**Requirements**
Copy each record exactly as it reads, leaving out any pictures it holds.

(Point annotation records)
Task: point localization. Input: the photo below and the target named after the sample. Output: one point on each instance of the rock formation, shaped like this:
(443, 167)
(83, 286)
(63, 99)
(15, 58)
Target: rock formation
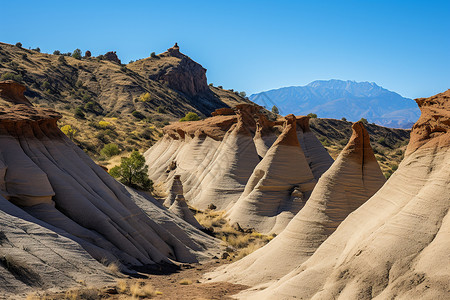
(265, 204)
(186, 76)
(112, 56)
(176, 188)
(50, 179)
(397, 244)
(352, 179)
(181, 209)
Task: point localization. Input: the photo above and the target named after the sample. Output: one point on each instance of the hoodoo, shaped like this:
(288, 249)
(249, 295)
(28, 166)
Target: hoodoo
(395, 245)
(352, 179)
(51, 180)
(266, 203)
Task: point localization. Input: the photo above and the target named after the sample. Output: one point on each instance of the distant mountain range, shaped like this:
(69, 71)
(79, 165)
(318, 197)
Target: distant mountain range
(337, 99)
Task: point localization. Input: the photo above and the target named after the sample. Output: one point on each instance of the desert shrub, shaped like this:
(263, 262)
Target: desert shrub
(69, 131)
(145, 97)
(110, 150)
(77, 54)
(138, 115)
(275, 110)
(132, 171)
(190, 116)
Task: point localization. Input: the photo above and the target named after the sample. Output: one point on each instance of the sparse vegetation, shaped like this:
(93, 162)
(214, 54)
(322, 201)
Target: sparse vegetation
(132, 171)
(190, 116)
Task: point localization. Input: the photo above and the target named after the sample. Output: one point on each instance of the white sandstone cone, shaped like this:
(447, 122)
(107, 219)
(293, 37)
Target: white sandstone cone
(225, 177)
(353, 178)
(317, 156)
(266, 204)
(397, 244)
(181, 209)
(176, 188)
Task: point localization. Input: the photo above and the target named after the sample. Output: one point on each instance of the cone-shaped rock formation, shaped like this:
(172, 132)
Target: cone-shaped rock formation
(353, 178)
(397, 244)
(267, 204)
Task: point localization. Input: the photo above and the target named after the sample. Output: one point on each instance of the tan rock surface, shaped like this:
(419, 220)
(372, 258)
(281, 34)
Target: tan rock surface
(397, 244)
(353, 178)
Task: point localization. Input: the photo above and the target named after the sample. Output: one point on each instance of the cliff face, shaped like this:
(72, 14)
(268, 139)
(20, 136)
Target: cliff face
(393, 245)
(55, 185)
(185, 76)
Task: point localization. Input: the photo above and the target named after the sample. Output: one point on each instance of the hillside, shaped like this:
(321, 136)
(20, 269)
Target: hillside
(337, 99)
(106, 101)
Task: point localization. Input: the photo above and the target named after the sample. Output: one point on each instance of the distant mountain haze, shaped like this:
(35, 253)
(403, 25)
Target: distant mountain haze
(337, 99)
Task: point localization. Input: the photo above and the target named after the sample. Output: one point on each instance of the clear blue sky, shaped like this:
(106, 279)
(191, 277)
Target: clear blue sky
(254, 46)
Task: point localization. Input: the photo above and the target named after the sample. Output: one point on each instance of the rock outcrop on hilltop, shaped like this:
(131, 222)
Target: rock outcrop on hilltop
(187, 76)
(395, 245)
(266, 203)
(233, 155)
(54, 188)
(352, 179)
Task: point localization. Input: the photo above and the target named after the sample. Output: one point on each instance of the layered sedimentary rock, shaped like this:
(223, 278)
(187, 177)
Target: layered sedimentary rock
(267, 203)
(352, 179)
(52, 180)
(176, 188)
(181, 209)
(397, 244)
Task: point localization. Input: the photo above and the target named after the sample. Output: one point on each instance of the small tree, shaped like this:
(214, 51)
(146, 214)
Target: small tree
(110, 150)
(69, 131)
(275, 110)
(190, 116)
(76, 54)
(132, 171)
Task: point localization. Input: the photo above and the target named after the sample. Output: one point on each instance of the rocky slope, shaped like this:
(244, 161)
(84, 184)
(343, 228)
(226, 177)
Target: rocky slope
(53, 196)
(132, 100)
(352, 179)
(395, 244)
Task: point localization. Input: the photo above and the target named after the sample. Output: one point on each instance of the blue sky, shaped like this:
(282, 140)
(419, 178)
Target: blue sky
(254, 46)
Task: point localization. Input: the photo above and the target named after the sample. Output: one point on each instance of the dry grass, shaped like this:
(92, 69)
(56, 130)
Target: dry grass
(239, 244)
(185, 282)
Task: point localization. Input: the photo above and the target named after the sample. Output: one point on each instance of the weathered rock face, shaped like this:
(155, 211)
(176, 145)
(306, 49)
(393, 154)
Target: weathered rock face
(186, 76)
(352, 179)
(112, 56)
(266, 203)
(395, 244)
(55, 185)
(12, 92)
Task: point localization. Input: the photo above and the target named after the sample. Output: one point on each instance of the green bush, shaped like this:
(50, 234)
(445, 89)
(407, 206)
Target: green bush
(132, 171)
(138, 115)
(110, 150)
(190, 116)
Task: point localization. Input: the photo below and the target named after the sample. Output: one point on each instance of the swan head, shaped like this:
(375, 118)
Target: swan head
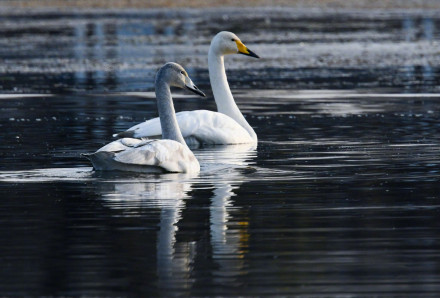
(226, 43)
(175, 75)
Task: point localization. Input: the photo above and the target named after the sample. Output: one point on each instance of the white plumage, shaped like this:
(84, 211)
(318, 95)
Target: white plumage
(228, 125)
(200, 126)
(170, 154)
(150, 156)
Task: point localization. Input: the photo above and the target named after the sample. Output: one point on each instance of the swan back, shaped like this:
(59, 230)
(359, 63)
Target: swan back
(170, 154)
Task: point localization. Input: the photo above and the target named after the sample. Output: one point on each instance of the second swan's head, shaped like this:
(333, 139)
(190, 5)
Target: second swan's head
(225, 43)
(175, 75)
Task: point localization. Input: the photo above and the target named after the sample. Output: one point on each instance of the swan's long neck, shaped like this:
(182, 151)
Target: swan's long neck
(222, 94)
(167, 114)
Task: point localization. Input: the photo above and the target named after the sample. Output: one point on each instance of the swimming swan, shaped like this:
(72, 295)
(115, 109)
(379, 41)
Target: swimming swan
(228, 125)
(170, 154)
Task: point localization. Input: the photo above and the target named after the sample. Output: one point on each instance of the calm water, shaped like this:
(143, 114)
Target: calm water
(340, 198)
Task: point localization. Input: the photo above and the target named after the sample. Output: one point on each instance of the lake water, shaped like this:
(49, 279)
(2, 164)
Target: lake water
(341, 197)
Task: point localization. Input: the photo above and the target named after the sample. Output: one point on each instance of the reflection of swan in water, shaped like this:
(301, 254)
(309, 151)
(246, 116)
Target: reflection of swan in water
(170, 193)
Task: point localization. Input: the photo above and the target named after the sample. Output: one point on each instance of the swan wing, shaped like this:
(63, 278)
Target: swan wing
(130, 154)
(204, 126)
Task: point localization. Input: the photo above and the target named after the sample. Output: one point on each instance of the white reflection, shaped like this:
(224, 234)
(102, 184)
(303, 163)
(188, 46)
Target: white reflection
(222, 169)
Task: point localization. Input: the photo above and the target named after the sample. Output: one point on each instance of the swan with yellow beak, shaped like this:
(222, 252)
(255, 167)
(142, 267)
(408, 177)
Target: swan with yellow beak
(228, 125)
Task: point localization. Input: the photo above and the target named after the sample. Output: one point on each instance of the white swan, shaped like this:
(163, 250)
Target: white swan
(170, 154)
(228, 125)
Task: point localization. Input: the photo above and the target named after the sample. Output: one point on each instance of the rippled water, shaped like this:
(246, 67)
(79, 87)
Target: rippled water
(341, 196)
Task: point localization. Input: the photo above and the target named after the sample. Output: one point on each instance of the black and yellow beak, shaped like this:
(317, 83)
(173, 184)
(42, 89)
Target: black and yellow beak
(242, 49)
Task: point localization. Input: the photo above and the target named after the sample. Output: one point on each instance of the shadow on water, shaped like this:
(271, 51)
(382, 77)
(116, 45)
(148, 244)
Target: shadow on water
(339, 198)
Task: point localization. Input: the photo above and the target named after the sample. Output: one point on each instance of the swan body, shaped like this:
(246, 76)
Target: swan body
(170, 154)
(198, 127)
(228, 125)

**Exercise response**
Task: point localization. Input: the photo below and the target named after the sample. Output: one point on each instance of the rock formation, shaped like this:
(443, 167)
(83, 286)
(63, 99)
(15, 58)
Target: rock formation
(265, 204)
(186, 76)
(112, 56)
(176, 188)
(50, 179)
(397, 244)
(352, 179)
(181, 209)
Task: point localization. Input: the photo above and the target named after the sample. Output: one point on each instance of the hoodoo, shaped like this:
(288, 249)
(249, 295)
(28, 166)
Target: hoodoo
(395, 245)
(352, 179)
(51, 180)
(266, 203)
Task: point localization. Input: the photo above and the target named after the sample. Output: one point on each instance of the distant mountain range, shaped like this:
(69, 71)
(79, 165)
(318, 197)
Target: distant mountain range
(337, 99)
Task: point localization. Input: the photo above and the target named after the sample. Output: one point on each instance of the desert shrub, shaped like this:
(263, 262)
Target: desert shrub
(69, 131)
(145, 97)
(110, 150)
(77, 54)
(138, 115)
(275, 110)
(132, 171)
(190, 116)
Task: point localization. Input: the photo above and the target named after the sample. Output: one point on each instance of the sparse vegetation, shaped like this:
(93, 162)
(214, 54)
(322, 201)
Target: sparse vegetation
(132, 171)
(190, 116)
Task: point localization. Input: the photo above and the target named after the sample. Output: one point on each instance of the white sandstone cone, shaped like this:
(447, 122)
(107, 219)
(293, 37)
Target: white sandstone cone
(225, 177)
(353, 178)
(317, 156)
(266, 204)
(397, 244)
(181, 209)
(176, 188)
Task: point localization. Input: the photo above and the target named after the sample. Output: one point on each instance of the cone-shaped rock formation, shaped like this:
(172, 132)
Target: cone-shaped rock formation
(353, 178)
(397, 244)
(267, 204)
Task: point localization. Input: the photo above and the target named after the sample. Output: one point on each instance of the tan rock surface, shaped like this:
(419, 220)
(372, 258)
(281, 34)
Target: tan rock surface
(397, 244)
(353, 178)
Task: point localization. Input: the photo above and the target named after the sample. Output: one point on each instance of the cliff face, shaped like this:
(72, 14)
(268, 139)
(20, 136)
Target: cliff face
(393, 245)
(55, 185)
(185, 76)
Task: point localization. Input: the photo above and the target named after the sample. Output: one point on each instance of the hillside, shaped like this:
(321, 136)
(20, 269)
Target: hillside
(337, 99)
(106, 101)
Task: point localization. Input: the photo above and the target named after the sample. Output: one point on each instance of the distant mountain haze, shaped like this:
(35, 253)
(403, 25)
Target: distant mountain haze
(337, 99)
Task: point localization. Input: the photo above and the target named after the sample. Output: one point on each instance of the clear blue sky, shaped like this:
(106, 279)
(191, 277)
Target: clear blue sky
(254, 46)
Task: point localization. Input: the photo above and the target named after the sample. Output: one point on each instance of the rock outcrop on hilltop, shaped like this:
(131, 222)
Target: rock outcrop on hilltop
(187, 76)
(395, 245)
(266, 203)
(233, 155)
(54, 188)
(352, 179)
Task: point localization. Input: the photo above and the target named after the sample. Output: one point on each instance of the layered sedimentary rock, shaped like this:
(223, 278)
(187, 177)
Target: layered sedimentary rock
(267, 203)
(352, 179)
(52, 180)
(176, 188)
(181, 209)
(397, 244)
Task: point localization. Input: the photo above and the target named after the sample. Output: one point on each instance of the small tree, shaped like this:
(214, 51)
(146, 214)
Target: small tree
(110, 150)
(69, 131)
(275, 110)
(190, 116)
(76, 54)
(132, 171)
Task: point localization. Input: the photo above and the target named after the sample. Output: one point on each instance of the rocky slope, shaped like this:
(244, 161)
(84, 184)
(343, 228)
(226, 177)
Target: rocky slope
(53, 196)
(132, 100)
(352, 179)
(395, 244)
Task: point localization. Input: the photo above and the target named after the sample. Output: one point on each instance of the blue sky, shaped like this:
(282, 140)
(419, 178)
Target: blue sky
(254, 46)
Task: point localization. Input: the photo above and the target named after the sample. Output: one point on each instance of the dry grass, shaped like this:
(92, 69)
(56, 130)
Target: dry grass
(239, 244)
(185, 282)
Task: point localization. Input: the photo above and the target named after the sample. Output: one point on each instance of the weathered rock face, shaped like this:
(155, 211)
(176, 145)
(306, 49)
(393, 154)
Target: weathered rock face
(186, 76)
(352, 179)
(112, 56)
(266, 203)
(395, 244)
(55, 185)
(12, 92)
Task: point localization. Input: the photo above and the target named after the sample. Output: one point on each instance of the green bush, shaped like this:
(50, 234)
(445, 89)
(407, 206)
Target: green bush
(132, 171)
(138, 115)
(110, 150)
(190, 116)
Task: point localization. Input: the photo below and the target named after the sample. Output: one point on each instance of the swan head, shaped like this:
(375, 118)
Target: swan head
(226, 43)
(175, 75)
Task: point localization. Input: the photo above and the target named after the sample. Output: one point on each instance of the white plumage, shaped like this:
(84, 211)
(318, 95)
Target: white plumage
(228, 125)
(200, 126)
(170, 154)
(150, 156)
Task: point localization. Input: the photo above and the target named after the sample. Output: one point on each instance of the swan back, shaped like this:
(59, 230)
(359, 63)
Target: swan back
(170, 154)
Task: point localization. Input: the photo above and the target named after the sample. Output: one point on each instance of the second swan's head, shaped like this:
(333, 139)
(190, 5)
Target: second swan's head
(225, 43)
(175, 75)
Task: point localization. Input: the photo above and the target named after the sample. Output: one point on each instance of the swan's long neck, shaped like this:
(182, 151)
Target: swan's long neck
(222, 94)
(167, 114)
Task: point localization. Input: the photo above and the target named after the sample. Output: one point on each instance of the swimming swan, shaped like this:
(72, 295)
(115, 109)
(379, 41)
Target: swimming swan
(228, 125)
(170, 154)
Task: point localization. Input: the photo above and the target named after the sample. Output: one point on each instance of the calm water, shaped like this:
(143, 114)
Target: calm water
(340, 198)
Task: point localization. Input: the photo above and the target named after the sample. Output: one point on each instance of the lake water, shaped like this:
(49, 279)
(2, 164)
Target: lake water
(341, 197)
Task: point localization. Input: the photo above and the target named after the sample. Output: one point on each instance of the reflection of swan in water, shaped like this:
(301, 254)
(309, 151)
(246, 116)
Target: reflection of swan in water
(170, 193)
Task: point localization. Input: the photo above and the target named after the sample. Output: one point on each instance of the swan wing, shaped like this:
(63, 278)
Target: swan wing
(130, 154)
(204, 126)
Task: point localization. Input: the photo above and the target named after the sample. Output: one point on each instance of the white reflection, shaped like this:
(224, 234)
(102, 184)
(303, 163)
(188, 46)
Target: white reflection
(222, 169)
Task: point localization. Input: the photo above and the target named after the sample. Output: one point on each instance of the swan with yellow beak, shaped like this:
(222, 252)
(255, 167)
(142, 267)
(408, 177)
Target: swan with yellow beak
(228, 125)
Task: point localization. Input: the photo above and the target named after the sample. Output: one point on each instance of the white swan, shaped like this:
(163, 250)
Target: white swan
(170, 154)
(228, 125)
Task: point localization. Input: the photo above and the target named after the sample. Output: one point on each instance of the rippled water, shaped like this:
(246, 67)
(79, 87)
Target: rippled water
(341, 196)
Task: point localization. Input: the photo above and the target named after the sample. Output: one point on each instance of the black and yellow beak, shaped like this:
(317, 83)
(173, 184)
(42, 89)
Target: black and yellow beak
(242, 49)
Task: point localization. Input: the photo above and the target named after the sample. Output: one point on each instance of the shadow on water, shaped like this:
(271, 51)
(382, 77)
(116, 45)
(148, 244)
Target: shadow on water
(339, 198)
Task: point localization. Input: the photo above and the target named after the sample. Output: one point on each instance of the swan body, shaped like this:
(246, 76)
Target: swan body
(170, 154)
(198, 127)
(228, 125)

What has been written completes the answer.